EXERCISE PROMPT - Output all the data exactly as it appears below.

· · · · ·

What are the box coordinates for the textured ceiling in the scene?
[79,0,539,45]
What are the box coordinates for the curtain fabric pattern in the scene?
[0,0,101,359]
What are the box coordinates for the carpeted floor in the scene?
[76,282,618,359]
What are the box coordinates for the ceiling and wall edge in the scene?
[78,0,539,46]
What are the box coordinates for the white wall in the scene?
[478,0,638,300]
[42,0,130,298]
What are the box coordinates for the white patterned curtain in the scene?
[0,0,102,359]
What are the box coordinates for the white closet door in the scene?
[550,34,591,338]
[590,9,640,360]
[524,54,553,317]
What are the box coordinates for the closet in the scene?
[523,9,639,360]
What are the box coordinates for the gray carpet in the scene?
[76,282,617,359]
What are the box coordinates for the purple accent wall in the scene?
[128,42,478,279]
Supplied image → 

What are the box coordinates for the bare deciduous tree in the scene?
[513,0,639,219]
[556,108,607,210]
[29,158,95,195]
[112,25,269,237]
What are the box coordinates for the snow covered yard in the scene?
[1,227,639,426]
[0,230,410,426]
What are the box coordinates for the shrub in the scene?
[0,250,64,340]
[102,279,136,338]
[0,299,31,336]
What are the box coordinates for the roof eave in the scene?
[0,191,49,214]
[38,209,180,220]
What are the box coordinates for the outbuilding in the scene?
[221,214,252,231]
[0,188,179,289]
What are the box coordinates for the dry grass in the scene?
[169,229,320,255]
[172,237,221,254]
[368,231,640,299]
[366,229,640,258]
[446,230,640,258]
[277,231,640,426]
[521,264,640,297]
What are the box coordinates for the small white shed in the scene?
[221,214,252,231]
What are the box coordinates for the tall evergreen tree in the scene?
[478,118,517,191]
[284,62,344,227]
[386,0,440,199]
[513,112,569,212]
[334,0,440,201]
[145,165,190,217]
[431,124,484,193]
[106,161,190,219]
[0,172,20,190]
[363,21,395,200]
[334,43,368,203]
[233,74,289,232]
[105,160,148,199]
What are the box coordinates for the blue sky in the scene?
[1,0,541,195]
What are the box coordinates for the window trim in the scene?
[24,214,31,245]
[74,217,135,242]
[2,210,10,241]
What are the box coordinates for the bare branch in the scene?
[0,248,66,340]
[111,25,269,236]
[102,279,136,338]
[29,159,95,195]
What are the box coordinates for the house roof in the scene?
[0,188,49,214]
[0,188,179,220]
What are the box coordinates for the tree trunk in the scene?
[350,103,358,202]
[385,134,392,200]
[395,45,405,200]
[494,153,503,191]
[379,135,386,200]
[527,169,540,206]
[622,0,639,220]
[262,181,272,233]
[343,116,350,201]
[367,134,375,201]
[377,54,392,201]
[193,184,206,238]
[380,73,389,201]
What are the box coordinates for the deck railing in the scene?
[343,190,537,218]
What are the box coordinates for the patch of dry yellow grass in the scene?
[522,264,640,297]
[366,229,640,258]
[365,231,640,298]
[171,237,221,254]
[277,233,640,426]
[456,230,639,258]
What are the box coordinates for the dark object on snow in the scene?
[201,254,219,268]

· · · · ·

OUTPUT BELOW -
What are the box coordinates for the textured ceiling in the scene?
[79,0,539,45]
What are the box coordinates for the curtain fabric pattern in the scene?
[0,0,101,359]
What are the box coordinates for the carpeted floor in the scene?
[76,282,618,359]
What are the box coordinates for the ceiling and wall edge in the scene?
[78,0,539,46]
What are the box coordinates for the white wall in the scene?
[478,0,638,300]
[42,0,130,298]
What are the box coordinates for the white patterned curtain in the scene?
[0,0,102,359]
What are the box coordinates for the white closet door in the scene?
[550,34,591,338]
[590,9,640,360]
[524,54,553,317]
What are the box coordinates for the closet in the scene?
[523,9,639,360]
What are the box coordinates for the gray carpet in the scene?
[76,282,617,359]
What are the box coordinates for the purple accent wall in the scene?
[128,42,478,279]
Supplied image → 

What are the box coordinates for the bare deciduous tree in the scene?
[513,0,639,219]
[556,108,607,210]
[29,158,95,195]
[112,25,269,237]
What are the box coordinates for the snow covered yard in the scene?
[1,227,639,426]
[0,230,410,426]
What are the box coordinates for the shrub in the scene?
[0,250,64,340]
[102,279,136,338]
[0,299,31,336]
What are the box coordinates for the roof eave in the scene?
[0,191,49,214]
[38,209,180,220]
What are the box coordinates for the outbuilding in the scene?
[221,214,252,231]
[0,188,179,289]
What are the box coordinates for the dry grass in the scene?
[169,229,320,255]
[172,237,221,254]
[368,231,640,299]
[366,229,640,258]
[446,230,640,258]
[277,231,640,426]
[521,264,640,297]
What are the box coordinates for the small white shed in the scene?
[221,214,252,231]
What are the box coordinates for the tall evergreen tree in the scene?
[478,118,517,191]
[284,62,344,227]
[386,0,440,199]
[513,112,569,212]
[334,0,440,201]
[145,165,190,217]
[431,124,484,193]
[106,161,190,219]
[0,172,20,190]
[363,21,395,200]
[334,43,368,203]
[233,74,289,232]
[105,160,148,199]
What are the box coordinates for the blue sky in the scene?
[1,0,541,195]
What are the box coordinates for the window trim in the scene?
[24,214,31,245]
[74,217,135,242]
[2,210,10,241]
What are the box coordinates for the bare branch in the scene?
[0,248,66,340]
[111,25,269,236]
[102,279,136,338]
[29,159,95,195]
What are the box coordinates for the house roof in the scene?
[0,188,49,214]
[0,188,179,220]
What are the box coordinates for the tree trunk in the scene?
[350,103,358,202]
[385,134,392,200]
[395,45,405,200]
[494,153,503,191]
[379,135,386,200]
[527,169,540,206]
[622,0,639,220]
[262,181,272,233]
[343,116,350,201]
[367,134,375,201]
[377,54,392,201]
[193,184,206,238]
[380,73,389,201]
What are the box coordinates for the deck railing in the scene?
[343,190,537,218]
What are the box coordinates for the patch of dry yellow grass in the scene?
[522,264,640,297]
[366,229,640,258]
[365,231,640,298]
[171,237,221,254]
[277,233,640,426]
[456,230,639,258]
What are the box coordinates for the dark object on snow in the scene?
[201,254,219,268]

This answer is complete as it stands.